▶ [Exercise requirements] Transcribe the entries exactly; images are not part of the copy.

▶ [Exercise material]
**********

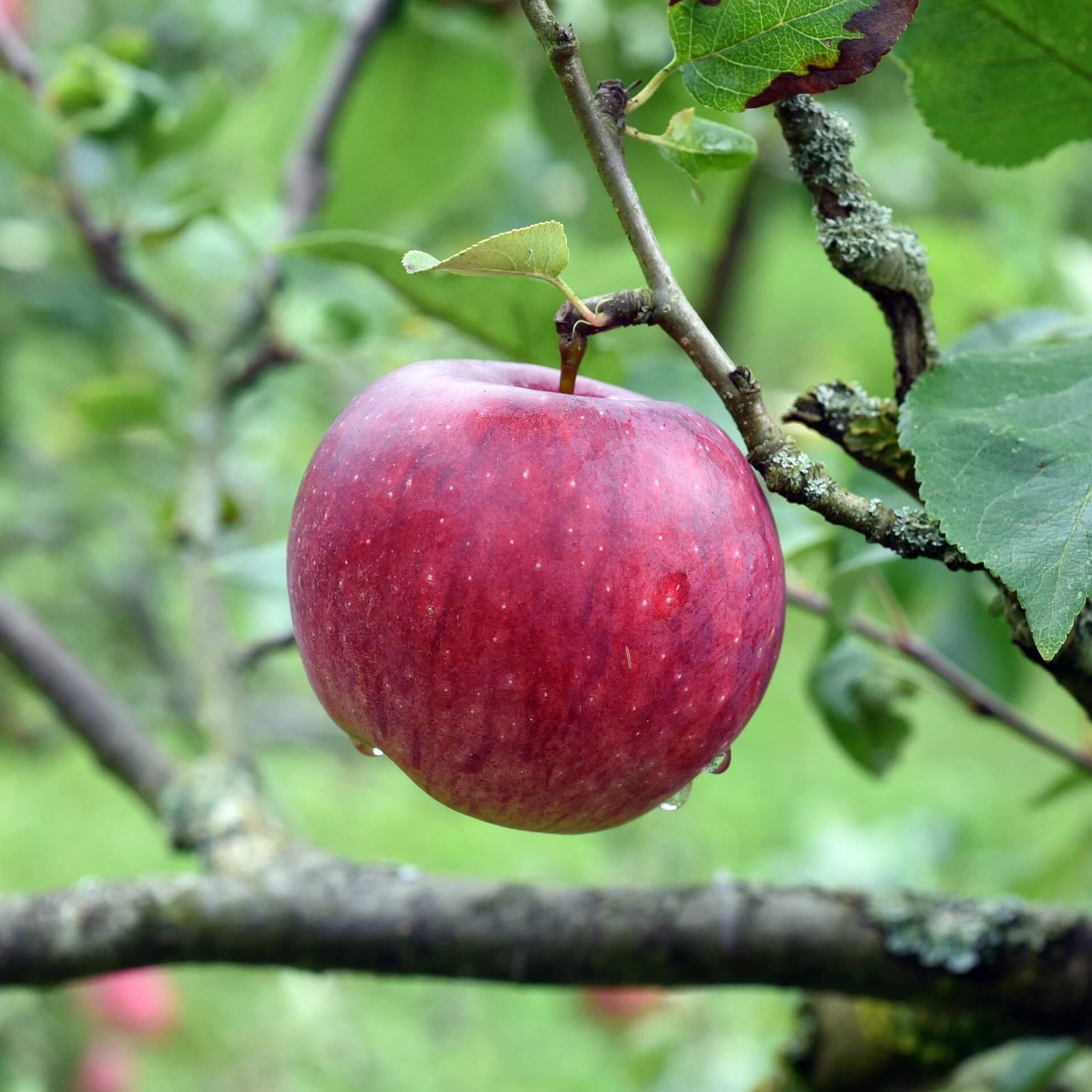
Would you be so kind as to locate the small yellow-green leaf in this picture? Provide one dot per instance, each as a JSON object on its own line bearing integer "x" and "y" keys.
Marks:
{"x": 417, "y": 261}
{"x": 540, "y": 250}
{"x": 26, "y": 135}
{"x": 696, "y": 146}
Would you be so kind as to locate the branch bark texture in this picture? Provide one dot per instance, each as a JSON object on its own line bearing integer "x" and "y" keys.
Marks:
{"x": 784, "y": 468}
{"x": 859, "y": 237}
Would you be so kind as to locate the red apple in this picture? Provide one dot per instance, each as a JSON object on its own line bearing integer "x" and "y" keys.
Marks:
{"x": 623, "y": 1006}
{"x": 551, "y": 611}
{"x": 106, "y": 1066}
{"x": 141, "y": 1003}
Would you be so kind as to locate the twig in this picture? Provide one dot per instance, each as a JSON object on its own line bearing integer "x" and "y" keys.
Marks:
{"x": 784, "y": 468}
{"x": 92, "y": 712}
{"x": 859, "y": 237}
{"x": 253, "y": 656}
{"x": 307, "y": 180}
{"x": 104, "y": 245}
{"x": 978, "y": 696}
{"x": 19, "y": 58}
{"x": 1031, "y": 963}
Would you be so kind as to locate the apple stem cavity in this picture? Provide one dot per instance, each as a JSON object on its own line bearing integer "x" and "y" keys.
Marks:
{"x": 573, "y": 345}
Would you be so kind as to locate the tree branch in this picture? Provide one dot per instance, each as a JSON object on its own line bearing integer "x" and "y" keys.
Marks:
{"x": 978, "y": 696}
{"x": 784, "y": 468}
{"x": 104, "y": 245}
{"x": 862, "y": 425}
{"x": 93, "y": 713}
{"x": 320, "y": 913}
{"x": 859, "y": 237}
{"x": 307, "y": 180}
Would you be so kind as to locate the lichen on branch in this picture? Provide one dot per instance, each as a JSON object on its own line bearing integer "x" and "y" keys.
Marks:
{"x": 859, "y": 236}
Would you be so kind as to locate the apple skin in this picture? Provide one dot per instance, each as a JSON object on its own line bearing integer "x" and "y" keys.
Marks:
{"x": 551, "y": 611}
{"x": 105, "y": 1066}
{"x": 141, "y": 1003}
{"x": 623, "y": 1006}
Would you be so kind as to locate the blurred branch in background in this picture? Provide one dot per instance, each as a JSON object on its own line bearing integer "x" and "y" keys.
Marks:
{"x": 103, "y": 722}
{"x": 307, "y": 181}
{"x": 980, "y": 698}
{"x": 274, "y": 900}
{"x": 105, "y": 245}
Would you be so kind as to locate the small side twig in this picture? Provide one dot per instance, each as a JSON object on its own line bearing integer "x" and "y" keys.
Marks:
{"x": 306, "y": 183}
{"x": 859, "y": 237}
{"x": 975, "y": 694}
{"x": 250, "y": 657}
{"x": 104, "y": 245}
{"x": 119, "y": 744}
{"x": 862, "y": 425}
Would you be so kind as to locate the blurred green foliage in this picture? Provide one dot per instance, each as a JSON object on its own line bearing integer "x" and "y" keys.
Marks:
{"x": 456, "y": 131}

**********

▶ [Exercise solution]
Would you be so kind as to locate the small yellow-green leaf in this picture? Provide one dot per instance, each as a JSON object on its own line bearing integer "x" and "y" keys.
Marks:
{"x": 417, "y": 261}
{"x": 540, "y": 250}
{"x": 26, "y": 135}
{"x": 696, "y": 146}
Would you be so kind as to locate the branch bark texture in this picture? Provide one dot per instance, each as a JSON object on its own line bearing integer "x" and "y" keys.
Marks:
{"x": 784, "y": 468}
{"x": 859, "y": 237}
Would you be so kind as to locate the red apple in this picture? Provide one dot per instance, each as a JSON object on its own line bearing integer "x" and "y" keys.
Marks:
{"x": 623, "y": 1006}
{"x": 551, "y": 611}
{"x": 106, "y": 1066}
{"x": 141, "y": 1003}
Would you be so kind as to locate the twig in this picture? Provide one dot per instance, each as a JSON object on its own line bearing integer "x" and "y" keys.
Marks:
{"x": 784, "y": 468}
{"x": 92, "y": 712}
{"x": 859, "y": 237}
{"x": 253, "y": 656}
{"x": 307, "y": 180}
{"x": 104, "y": 245}
{"x": 978, "y": 696}
{"x": 19, "y": 58}
{"x": 1031, "y": 963}
Would you be so kind as to locate the apple stem cavity in this picture? Provide one dot per instance, each as a JSON object on its own line bearing integer "x" and "y" keys.
Marks:
{"x": 573, "y": 345}
Would you be so kind as to locate the tree branch in this picture? Provide one dot per instance, each as a JSON object on its own line bearing integer "x" and "y" keys.
Marks:
{"x": 978, "y": 696}
{"x": 784, "y": 468}
{"x": 104, "y": 245}
{"x": 862, "y": 425}
{"x": 93, "y": 713}
{"x": 320, "y": 913}
{"x": 859, "y": 237}
{"x": 307, "y": 180}
Would you be so kind as to locate the lichen on branch in this picture? Provide one dot per instance, each as a JSON object on its own line bearing integer "x" and "y" keys.
Marks:
{"x": 859, "y": 236}
Would you be so kind as to locate the apple skin in this picture? Provide one dot per instance, each as a JSON object on its own line bearing integer "x" and "y" keys.
Marks:
{"x": 551, "y": 611}
{"x": 105, "y": 1066}
{"x": 141, "y": 1003}
{"x": 623, "y": 1006}
Would you be so kind as to locate the blurred branch in background in this picture? Provide one dot per instance, each as a JSON object on its own line bearing integer "x" and "y" keys.
Marks:
{"x": 103, "y": 722}
{"x": 307, "y": 181}
{"x": 980, "y": 698}
{"x": 274, "y": 900}
{"x": 105, "y": 245}
Would you be so kind as to locate the small side twig in this picture? Provide one dot per instance, each as a JSON object on its own line bearing integer "x" and "y" keys.
Marks:
{"x": 306, "y": 183}
{"x": 859, "y": 237}
{"x": 975, "y": 694}
{"x": 250, "y": 657}
{"x": 104, "y": 245}
{"x": 119, "y": 744}
{"x": 862, "y": 425}
Would you be so kind as to locate the blurred green foliage in this picture? Provide one dot per instance, each as a JSON object on its own line bearing integer "x" and "y" keys.
Marks:
{"x": 456, "y": 131}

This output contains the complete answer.